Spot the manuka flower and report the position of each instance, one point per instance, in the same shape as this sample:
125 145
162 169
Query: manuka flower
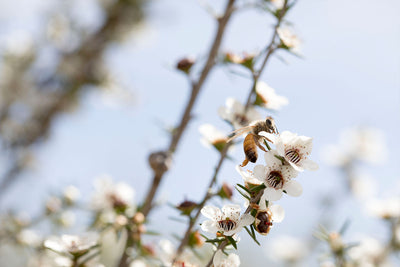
266 97
294 149
212 136
266 216
277 178
234 113
220 260
228 221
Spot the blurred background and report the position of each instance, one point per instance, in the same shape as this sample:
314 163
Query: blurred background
76 104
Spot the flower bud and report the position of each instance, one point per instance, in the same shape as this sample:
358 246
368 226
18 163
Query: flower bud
160 161
185 64
226 191
186 207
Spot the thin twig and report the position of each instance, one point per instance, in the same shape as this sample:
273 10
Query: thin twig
270 50
196 87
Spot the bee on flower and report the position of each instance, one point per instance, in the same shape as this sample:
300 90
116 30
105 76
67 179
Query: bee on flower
226 221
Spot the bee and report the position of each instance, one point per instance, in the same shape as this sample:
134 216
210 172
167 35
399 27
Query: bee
252 139
263 221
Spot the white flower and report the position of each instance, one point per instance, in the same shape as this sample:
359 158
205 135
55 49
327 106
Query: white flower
211 136
71 244
367 252
287 248
112 246
289 39
29 238
384 208
277 178
110 196
269 99
228 221
220 260
266 216
248 176
294 149
166 253
278 3
233 112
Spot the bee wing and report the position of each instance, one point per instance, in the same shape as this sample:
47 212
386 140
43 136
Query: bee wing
239 132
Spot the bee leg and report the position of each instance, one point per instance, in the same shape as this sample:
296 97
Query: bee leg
244 163
260 146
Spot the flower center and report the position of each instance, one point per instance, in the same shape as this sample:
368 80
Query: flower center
293 156
242 119
275 179
227 224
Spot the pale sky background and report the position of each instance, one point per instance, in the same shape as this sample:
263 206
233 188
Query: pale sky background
350 75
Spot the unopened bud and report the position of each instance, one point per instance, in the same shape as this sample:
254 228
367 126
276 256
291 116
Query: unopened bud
186 207
226 191
138 218
185 64
195 239
160 161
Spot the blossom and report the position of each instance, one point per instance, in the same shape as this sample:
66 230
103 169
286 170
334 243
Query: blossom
278 4
234 113
110 196
277 178
220 260
212 136
248 176
289 39
228 221
294 149
266 97
384 208
287 248
71 244
266 216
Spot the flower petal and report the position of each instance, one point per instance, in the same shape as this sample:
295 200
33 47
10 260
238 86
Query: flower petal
211 212
293 188
272 194
209 226
278 213
259 172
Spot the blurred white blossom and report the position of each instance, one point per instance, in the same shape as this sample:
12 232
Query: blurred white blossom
220 260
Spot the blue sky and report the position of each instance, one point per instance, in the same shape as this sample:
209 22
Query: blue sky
349 76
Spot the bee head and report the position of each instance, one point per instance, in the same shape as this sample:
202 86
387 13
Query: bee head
271 124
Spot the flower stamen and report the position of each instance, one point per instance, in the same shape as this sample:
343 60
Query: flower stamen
293 156
275 179
227 224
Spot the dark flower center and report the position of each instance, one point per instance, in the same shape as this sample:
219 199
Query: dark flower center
227 224
293 156
275 179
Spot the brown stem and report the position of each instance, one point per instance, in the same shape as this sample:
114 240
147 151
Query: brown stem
196 87
270 50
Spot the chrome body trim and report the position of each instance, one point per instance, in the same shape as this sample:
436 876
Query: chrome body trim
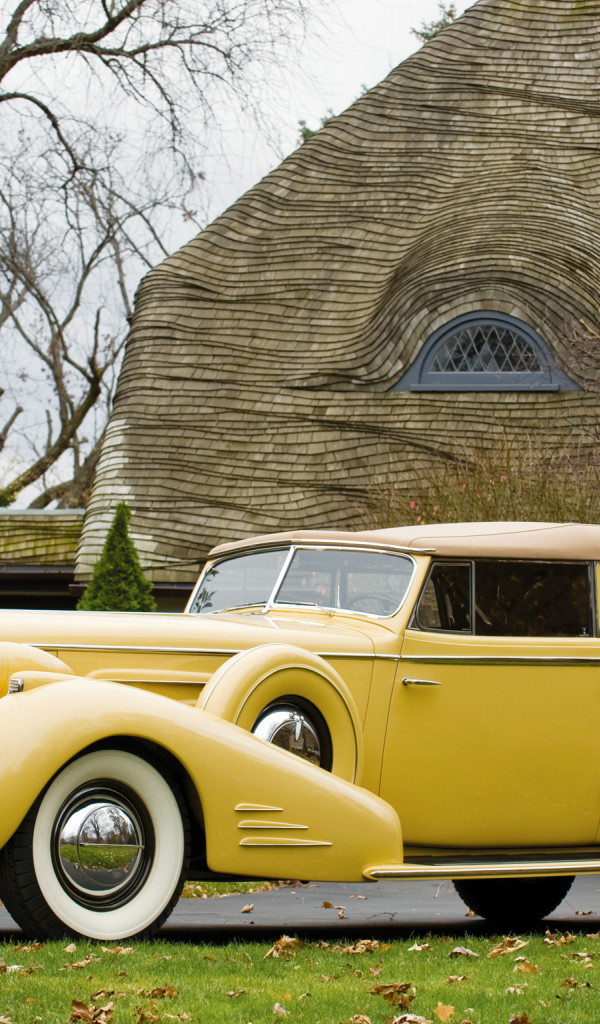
271 602
282 841
495 869
128 649
256 807
269 824
502 659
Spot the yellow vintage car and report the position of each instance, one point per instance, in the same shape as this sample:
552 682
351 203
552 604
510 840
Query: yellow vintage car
420 702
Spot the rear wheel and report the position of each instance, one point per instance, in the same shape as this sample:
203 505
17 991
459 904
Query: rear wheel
297 726
513 903
101 853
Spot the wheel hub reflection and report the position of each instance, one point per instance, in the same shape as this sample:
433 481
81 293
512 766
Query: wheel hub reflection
100 848
292 730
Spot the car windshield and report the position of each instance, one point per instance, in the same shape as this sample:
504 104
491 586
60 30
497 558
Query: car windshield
369 582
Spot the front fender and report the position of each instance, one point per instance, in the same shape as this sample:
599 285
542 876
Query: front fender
22 657
266 812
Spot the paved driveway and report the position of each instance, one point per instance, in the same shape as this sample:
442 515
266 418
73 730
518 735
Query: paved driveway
391 909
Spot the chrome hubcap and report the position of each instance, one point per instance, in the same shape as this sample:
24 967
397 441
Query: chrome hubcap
101 847
292 730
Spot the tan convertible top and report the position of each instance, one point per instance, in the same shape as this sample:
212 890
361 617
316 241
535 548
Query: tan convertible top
573 542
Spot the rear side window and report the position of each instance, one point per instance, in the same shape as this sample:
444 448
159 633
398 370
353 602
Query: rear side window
445 600
491 597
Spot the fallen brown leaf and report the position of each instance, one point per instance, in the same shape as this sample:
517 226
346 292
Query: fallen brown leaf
399 993
508 945
362 946
556 939
284 947
144 1016
411 1019
525 967
91 1014
80 964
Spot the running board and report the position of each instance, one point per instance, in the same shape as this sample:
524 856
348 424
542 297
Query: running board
485 869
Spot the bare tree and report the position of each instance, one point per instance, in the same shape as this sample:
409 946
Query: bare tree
103 105
446 13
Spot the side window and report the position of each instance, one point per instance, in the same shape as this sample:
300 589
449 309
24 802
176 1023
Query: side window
445 599
532 598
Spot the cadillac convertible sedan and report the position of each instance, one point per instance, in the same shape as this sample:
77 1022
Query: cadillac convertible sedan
420 702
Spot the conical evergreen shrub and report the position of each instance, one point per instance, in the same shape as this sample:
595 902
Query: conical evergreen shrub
118 583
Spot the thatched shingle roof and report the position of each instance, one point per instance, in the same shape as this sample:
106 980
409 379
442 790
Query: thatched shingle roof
255 392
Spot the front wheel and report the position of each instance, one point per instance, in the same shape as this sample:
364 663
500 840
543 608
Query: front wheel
101 853
514 903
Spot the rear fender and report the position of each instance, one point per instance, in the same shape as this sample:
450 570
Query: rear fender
267 813
243 687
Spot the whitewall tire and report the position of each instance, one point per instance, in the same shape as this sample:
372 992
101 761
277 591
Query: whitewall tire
101 853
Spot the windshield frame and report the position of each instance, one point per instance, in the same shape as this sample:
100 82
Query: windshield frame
271 602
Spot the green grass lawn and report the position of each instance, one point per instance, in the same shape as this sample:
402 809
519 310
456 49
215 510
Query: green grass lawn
338 982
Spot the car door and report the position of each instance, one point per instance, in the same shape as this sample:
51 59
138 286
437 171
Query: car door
494 737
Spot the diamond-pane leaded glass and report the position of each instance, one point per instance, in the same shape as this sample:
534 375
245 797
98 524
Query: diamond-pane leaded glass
486 349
==================================================
Task statement: Print from the line containing "Spot the green" to the last line above, exactly as written.

Worked solution:
Spot the green grass lawn and report the position of each instance, one point per instance, in the same shape as this sample:
402 809
519 310
456 49
215 510
Query: green grass lawn
338 982
Spot the car door and report the position of each instance, one point per instance, in the same shape as this sample:
51 59
138 286
437 171
Query: car door
494 737
Spot the diamond-pane leaded glass and report the position of each instance, one point per instance, in the same shape as this sample:
534 375
245 797
98 524
Query: diamond-pane leaded glass
486 349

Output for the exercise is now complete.